- **Instructions to follow**: Please rewrite only the material from the line with "Flag rear quarter panel in the picture." through the end, putting "Mark" wherever "Flag" appears and leaving everything else unchanged.

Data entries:
▬▬▬▬▬▬
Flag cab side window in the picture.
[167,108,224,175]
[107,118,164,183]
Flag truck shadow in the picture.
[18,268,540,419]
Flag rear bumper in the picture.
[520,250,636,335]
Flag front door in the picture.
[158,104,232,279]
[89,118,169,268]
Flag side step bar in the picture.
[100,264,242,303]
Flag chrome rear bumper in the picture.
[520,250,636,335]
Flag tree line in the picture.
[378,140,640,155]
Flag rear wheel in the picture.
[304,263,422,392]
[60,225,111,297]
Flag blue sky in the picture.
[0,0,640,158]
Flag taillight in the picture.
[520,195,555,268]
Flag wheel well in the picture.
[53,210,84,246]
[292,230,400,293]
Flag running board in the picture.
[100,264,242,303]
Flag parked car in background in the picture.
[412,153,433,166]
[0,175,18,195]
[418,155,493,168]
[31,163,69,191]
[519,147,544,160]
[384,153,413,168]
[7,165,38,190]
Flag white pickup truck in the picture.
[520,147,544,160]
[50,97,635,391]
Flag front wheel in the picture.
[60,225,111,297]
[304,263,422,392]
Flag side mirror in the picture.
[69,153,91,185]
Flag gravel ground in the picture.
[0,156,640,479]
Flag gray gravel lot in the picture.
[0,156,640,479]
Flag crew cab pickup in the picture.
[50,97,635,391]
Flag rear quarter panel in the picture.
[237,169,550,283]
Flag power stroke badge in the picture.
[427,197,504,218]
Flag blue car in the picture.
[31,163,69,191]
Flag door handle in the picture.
▬▬▬▬▬▬
- **Output for this exercise**:
Mark rear quarter panel in the picture.
[237,169,550,283]
Mark power stroke badge in the picture.
[427,197,504,218]
Mark blue car in the picture.
[31,163,69,191]
Mark door handle in the picture.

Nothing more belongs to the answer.